▸ **PROBLEM**
Give again the line that contains "Target: scored bread crust" and every line after it to the end of the records. Keep them exactly as they are and add nothing.

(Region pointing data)
------------------------------------------------------------------------
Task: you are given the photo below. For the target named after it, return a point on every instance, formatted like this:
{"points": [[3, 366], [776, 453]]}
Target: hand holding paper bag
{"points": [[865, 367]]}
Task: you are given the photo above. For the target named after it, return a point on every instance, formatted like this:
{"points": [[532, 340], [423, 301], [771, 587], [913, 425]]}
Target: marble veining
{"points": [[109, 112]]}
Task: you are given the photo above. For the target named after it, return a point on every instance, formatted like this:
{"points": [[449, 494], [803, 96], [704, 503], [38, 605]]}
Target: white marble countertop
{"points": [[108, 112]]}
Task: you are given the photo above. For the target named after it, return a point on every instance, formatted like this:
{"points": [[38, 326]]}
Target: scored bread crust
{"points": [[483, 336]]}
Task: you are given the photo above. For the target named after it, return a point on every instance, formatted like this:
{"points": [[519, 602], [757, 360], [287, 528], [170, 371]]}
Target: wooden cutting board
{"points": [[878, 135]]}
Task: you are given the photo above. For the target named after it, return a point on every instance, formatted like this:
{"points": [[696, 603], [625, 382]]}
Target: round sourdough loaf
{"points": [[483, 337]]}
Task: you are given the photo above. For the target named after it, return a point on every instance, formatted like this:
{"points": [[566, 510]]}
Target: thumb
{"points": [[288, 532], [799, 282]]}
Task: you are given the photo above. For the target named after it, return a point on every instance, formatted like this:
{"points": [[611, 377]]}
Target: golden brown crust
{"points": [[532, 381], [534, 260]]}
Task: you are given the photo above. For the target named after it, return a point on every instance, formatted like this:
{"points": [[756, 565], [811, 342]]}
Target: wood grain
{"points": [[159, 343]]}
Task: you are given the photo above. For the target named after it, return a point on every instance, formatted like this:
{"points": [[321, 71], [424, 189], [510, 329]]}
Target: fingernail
------------------------------------------------------------------------
▸ **SOLUTION FOR THIS TASK**
Target: scored bread crust
{"points": [[483, 336]]}
Task: you are given the photo above. For the target named after it, return a point on every instance, formatted like this:
{"points": [[519, 602], [757, 360], [287, 528], [170, 371]]}
Target: wooden cutting board
{"points": [[878, 135]]}
Task: you are given the photo above. For the target named after it, return a point on every instance, formatted like this:
{"points": [[696, 603], [625, 382]]}
Target: round sourdough loaf
{"points": [[483, 337]]}
Task: you are given the photo above. For the target named after it, return a point on every instance, formatted like this:
{"points": [[566, 510]]}
Target: thumb
{"points": [[288, 532], [799, 282]]}
Task: you are given the photo above. For the target named after it, return a point on every instance, formatted like this:
{"points": [[611, 377]]}
Target: golden brown crust
{"points": [[532, 381], [534, 260]]}
Task: you are given the photo above. For the target named after it, return a point on every instance, formatted like this:
{"points": [[756, 565], [811, 342]]}
Target: wood grain
{"points": [[159, 343]]}
Task: you are given the photo above. For the target named after it, return a point on every instance, formatted like this:
{"points": [[321, 71], [424, 189], [510, 329]]}
Target: fingernail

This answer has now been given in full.